INSTRUCTIONS FOR THE TASK.
Every line of the data needs to be returned exactly.

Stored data

◇ ◇ ◇

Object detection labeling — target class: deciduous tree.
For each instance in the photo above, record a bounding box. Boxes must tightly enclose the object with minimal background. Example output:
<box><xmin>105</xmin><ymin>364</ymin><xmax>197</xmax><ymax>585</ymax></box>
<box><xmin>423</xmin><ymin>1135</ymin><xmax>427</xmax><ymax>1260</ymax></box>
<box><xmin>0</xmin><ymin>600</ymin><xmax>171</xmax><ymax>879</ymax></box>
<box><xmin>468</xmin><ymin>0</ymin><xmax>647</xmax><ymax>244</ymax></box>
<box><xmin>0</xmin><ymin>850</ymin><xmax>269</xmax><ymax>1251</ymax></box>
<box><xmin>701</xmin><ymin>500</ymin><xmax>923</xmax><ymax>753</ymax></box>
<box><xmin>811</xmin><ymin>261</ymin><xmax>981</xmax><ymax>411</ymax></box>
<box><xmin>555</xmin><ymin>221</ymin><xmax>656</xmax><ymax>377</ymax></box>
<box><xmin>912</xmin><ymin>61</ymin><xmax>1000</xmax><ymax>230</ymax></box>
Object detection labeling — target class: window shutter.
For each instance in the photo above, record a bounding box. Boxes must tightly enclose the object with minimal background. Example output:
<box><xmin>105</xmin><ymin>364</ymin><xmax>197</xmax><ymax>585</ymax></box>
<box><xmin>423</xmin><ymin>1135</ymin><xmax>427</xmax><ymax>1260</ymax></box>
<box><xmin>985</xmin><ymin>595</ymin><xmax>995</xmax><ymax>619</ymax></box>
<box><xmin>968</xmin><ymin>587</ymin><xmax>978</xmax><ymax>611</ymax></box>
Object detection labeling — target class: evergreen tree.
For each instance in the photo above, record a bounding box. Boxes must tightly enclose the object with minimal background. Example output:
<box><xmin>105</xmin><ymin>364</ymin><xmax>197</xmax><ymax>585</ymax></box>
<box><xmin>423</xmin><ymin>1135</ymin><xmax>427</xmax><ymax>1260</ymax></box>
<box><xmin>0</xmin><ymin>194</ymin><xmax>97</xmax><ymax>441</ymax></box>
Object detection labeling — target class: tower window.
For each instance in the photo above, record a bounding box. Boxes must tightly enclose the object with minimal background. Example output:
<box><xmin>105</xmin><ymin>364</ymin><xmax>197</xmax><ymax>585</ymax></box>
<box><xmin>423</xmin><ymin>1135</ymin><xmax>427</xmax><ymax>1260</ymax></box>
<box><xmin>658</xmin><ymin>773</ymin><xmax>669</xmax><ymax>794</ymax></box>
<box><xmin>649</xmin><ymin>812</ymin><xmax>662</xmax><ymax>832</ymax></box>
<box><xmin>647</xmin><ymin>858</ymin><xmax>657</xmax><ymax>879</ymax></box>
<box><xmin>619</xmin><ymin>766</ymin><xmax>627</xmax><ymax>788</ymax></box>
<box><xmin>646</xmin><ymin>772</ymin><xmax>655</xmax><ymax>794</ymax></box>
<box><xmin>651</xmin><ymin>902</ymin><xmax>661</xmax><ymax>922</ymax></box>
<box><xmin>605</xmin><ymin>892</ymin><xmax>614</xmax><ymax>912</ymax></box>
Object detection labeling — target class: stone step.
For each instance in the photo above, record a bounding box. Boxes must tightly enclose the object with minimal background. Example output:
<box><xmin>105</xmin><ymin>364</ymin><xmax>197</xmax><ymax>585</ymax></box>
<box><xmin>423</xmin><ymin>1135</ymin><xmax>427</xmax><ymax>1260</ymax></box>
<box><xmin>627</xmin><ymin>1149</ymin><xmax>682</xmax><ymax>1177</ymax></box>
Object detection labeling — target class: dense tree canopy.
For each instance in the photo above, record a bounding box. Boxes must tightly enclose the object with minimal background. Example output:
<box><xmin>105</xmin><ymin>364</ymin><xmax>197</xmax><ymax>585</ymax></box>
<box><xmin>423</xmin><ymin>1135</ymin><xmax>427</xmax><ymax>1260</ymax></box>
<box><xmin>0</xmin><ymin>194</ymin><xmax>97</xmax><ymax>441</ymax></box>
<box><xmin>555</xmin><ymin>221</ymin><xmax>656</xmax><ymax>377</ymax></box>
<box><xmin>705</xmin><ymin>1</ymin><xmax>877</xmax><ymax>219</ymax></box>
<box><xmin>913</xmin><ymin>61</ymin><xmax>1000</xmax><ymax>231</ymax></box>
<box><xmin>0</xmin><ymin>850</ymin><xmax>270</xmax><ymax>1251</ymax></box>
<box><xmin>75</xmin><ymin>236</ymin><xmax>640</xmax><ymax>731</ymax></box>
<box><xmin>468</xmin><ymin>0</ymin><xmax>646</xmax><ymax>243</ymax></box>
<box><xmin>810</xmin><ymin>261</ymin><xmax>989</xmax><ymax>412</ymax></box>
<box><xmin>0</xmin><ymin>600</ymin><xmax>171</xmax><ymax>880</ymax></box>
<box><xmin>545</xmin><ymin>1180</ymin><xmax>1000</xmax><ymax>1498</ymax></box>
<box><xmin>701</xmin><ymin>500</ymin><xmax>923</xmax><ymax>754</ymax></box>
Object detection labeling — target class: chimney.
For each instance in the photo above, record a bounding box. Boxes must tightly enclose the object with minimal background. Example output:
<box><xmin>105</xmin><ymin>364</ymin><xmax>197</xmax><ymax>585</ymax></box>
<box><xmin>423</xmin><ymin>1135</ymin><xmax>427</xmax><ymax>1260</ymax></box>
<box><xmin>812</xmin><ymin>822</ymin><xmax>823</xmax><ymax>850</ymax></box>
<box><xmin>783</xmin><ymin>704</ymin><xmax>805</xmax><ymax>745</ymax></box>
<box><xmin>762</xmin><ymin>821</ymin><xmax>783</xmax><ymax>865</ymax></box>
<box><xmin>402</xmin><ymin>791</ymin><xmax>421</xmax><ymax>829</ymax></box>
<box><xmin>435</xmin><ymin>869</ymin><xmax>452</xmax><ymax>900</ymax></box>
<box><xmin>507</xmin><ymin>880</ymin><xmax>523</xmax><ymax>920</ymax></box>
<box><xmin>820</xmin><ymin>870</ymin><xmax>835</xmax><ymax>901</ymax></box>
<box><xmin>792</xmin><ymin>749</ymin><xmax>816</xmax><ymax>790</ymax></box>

◇ ◇ ◇

OUTPUT OF THE EXERCISE.
Object detection labeling — target class: deciduous tree.
For each instance in the photo above, record a bounding box. Boxes must tightly enclose the object with minimal background. Example output:
<box><xmin>105</xmin><ymin>364</ymin><xmax>197</xmax><ymax>585</ymax></box>
<box><xmin>423</xmin><ymin>1135</ymin><xmax>427</xmax><ymax>1260</ymax></box>
<box><xmin>0</xmin><ymin>600</ymin><xmax>171</xmax><ymax>879</ymax></box>
<box><xmin>468</xmin><ymin>0</ymin><xmax>647</xmax><ymax>244</ymax></box>
<box><xmin>0</xmin><ymin>850</ymin><xmax>269</xmax><ymax>1251</ymax></box>
<box><xmin>701</xmin><ymin>500</ymin><xmax>923</xmax><ymax>753</ymax></box>
<box><xmin>811</xmin><ymin>261</ymin><xmax>981</xmax><ymax>411</ymax></box>
<box><xmin>555</xmin><ymin>221</ymin><xmax>656</xmax><ymax>377</ymax></box>
<box><xmin>912</xmin><ymin>61</ymin><xmax>1000</xmax><ymax>230</ymax></box>
Object detection labeling — target class: window shutter.
For each instance in the photo above, record a bounding box. Boxes must tightly enclose the object with minimal background. Example output:
<box><xmin>105</xmin><ymin>364</ymin><xmax>197</xmax><ymax>585</ymax></box>
<box><xmin>423</xmin><ymin>1135</ymin><xmax>427</xmax><ymax>1260</ymax></box>
<box><xmin>985</xmin><ymin>595</ymin><xmax>995</xmax><ymax>619</ymax></box>
<box><xmin>968</xmin><ymin>587</ymin><xmax>978</xmax><ymax>611</ymax></box>
Object detection labeling — target class: evergreen tree.
For each instance in the photo above, record a bounding box. Boxes must tightly enclose the object with minimal background. Example output:
<box><xmin>105</xmin><ymin>364</ymin><xmax>197</xmax><ymax>585</ymax></box>
<box><xmin>423</xmin><ymin>1135</ymin><xmax>427</xmax><ymax>1260</ymax></box>
<box><xmin>0</xmin><ymin>194</ymin><xmax>97</xmax><ymax>441</ymax></box>
Object detection labeling — target class: tower window.
For each instance in the photo above, record a bounding box. Boxes must tightly enclose the object with minimal background. Example output:
<box><xmin>105</xmin><ymin>364</ymin><xmax>197</xmax><ymax>585</ymax></box>
<box><xmin>423</xmin><ymin>1135</ymin><xmax>427</xmax><ymax>1260</ymax></box>
<box><xmin>658</xmin><ymin>773</ymin><xmax>669</xmax><ymax>794</ymax></box>
<box><xmin>649</xmin><ymin>812</ymin><xmax>662</xmax><ymax>832</ymax></box>
<box><xmin>647</xmin><ymin>858</ymin><xmax>657</xmax><ymax>879</ymax></box>
<box><xmin>619</xmin><ymin>766</ymin><xmax>627</xmax><ymax>788</ymax></box>
<box><xmin>646</xmin><ymin>772</ymin><xmax>655</xmax><ymax>794</ymax></box>
<box><xmin>651</xmin><ymin>902</ymin><xmax>661</xmax><ymax>922</ymax></box>
<box><xmin>605</xmin><ymin>892</ymin><xmax>614</xmax><ymax>912</ymax></box>
Object detection labeling — target class: stone step.
For each instance in the photo above, record a bounding box. Boxes must tightly enclose the object with minimal background. Example output:
<box><xmin>105</xmin><ymin>364</ymin><xmax>197</xmax><ymax>585</ymax></box>
<box><xmin>423</xmin><ymin>1135</ymin><xmax>427</xmax><ymax>1260</ymax></box>
<box><xmin>627</xmin><ymin>1149</ymin><xmax>682</xmax><ymax>1177</ymax></box>
Object detection labeling — target class: dense tree canopy.
For each instance in the photo above, record a bounding box. Boxes must tightly enclose the object with minimal background. Example output:
<box><xmin>105</xmin><ymin>364</ymin><xmax>197</xmax><ymax>585</ymax></box>
<box><xmin>423</xmin><ymin>1135</ymin><xmax>427</xmax><ymax>1260</ymax></box>
<box><xmin>0</xmin><ymin>194</ymin><xmax>97</xmax><ymax>441</ymax></box>
<box><xmin>555</xmin><ymin>221</ymin><xmax>656</xmax><ymax>377</ymax></box>
<box><xmin>705</xmin><ymin>1</ymin><xmax>877</xmax><ymax>219</ymax></box>
<box><xmin>913</xmin><ymin>61</ymin><xmax>1000</xmax><ymax>231</ymax></box>
<box><xmin>0</xmin><ymin>850</ymin><xmax>270</xmax><ymax>1251</ymax></box>
<box><xmin>75</xmin><ymin>236</ymin><xmax>640</xmax><ymax>731</ymax></box>
<box><xmin>468</xmin><ymin>0</ymin><xmax>646</xmax><ymax>243</ymax></box>
<box><xmin>810</xmin><ymin>261</ymin><xmax>989</xmax><ymax>412</ymax></box>
<box><xmin>0</xmin><ymin>600</ymin><xmax>171</xmax><ymax>880</ymax></box>
<box><xmin>545</xmin><ymin>1180</ymin><xmax>1000</xmax><ymax>1498</ymax></box>
<box><xmin>701</xmin><ymin>500</ymin><xmax>923</xmax><ymax>754</ymax></box>
Object detection labeling — target class: chimney.
For each instance in the photo above, record a bounding box. Boxes must tightly enclose the object with minimal background. Example output:
<box><xmin>105</xmin><ymin>364</ymin><xmax>197</xmax><ymax>585</ymax></box>
<box><xmin>423</xmin><ymin>1135</ymin><xmax>427</xmax><ymax>1260</ymax></box>
<box><xmin>812</xmin><ymin>822</ymin><xmax>823</xmax><ymax>850</ymax></box>
<box><xmin>783</xmin><ymin>704</ymin><xmax>805</xmax><ymax>745</ymax></box>
<box><xmin>762</xmin><ymin>821</ymin><xmax>783</xmax><ymax>865</ymax></box>
<box><xmin>402</xmin><ymin>791</ymin><xmax>421</xmax><ymax>829</ymax></box>
<box><xmin>435</xmin><ymin>869</ymin><xmax>452</xmax><ymax>900</ymax></box>
<box><xmin>507</xmin><ymin>880</ymin><xmax>523</xmax><ymax>920</ymax></box>
<box><xmin>820</xmin><ymin>870</ymin><xmax>835</xmax><ymax>901</ymax></box>
<box><xmin>792</xmin><ymin>749</ymin><xmax>816</xmax><ymax>790</ymax></box>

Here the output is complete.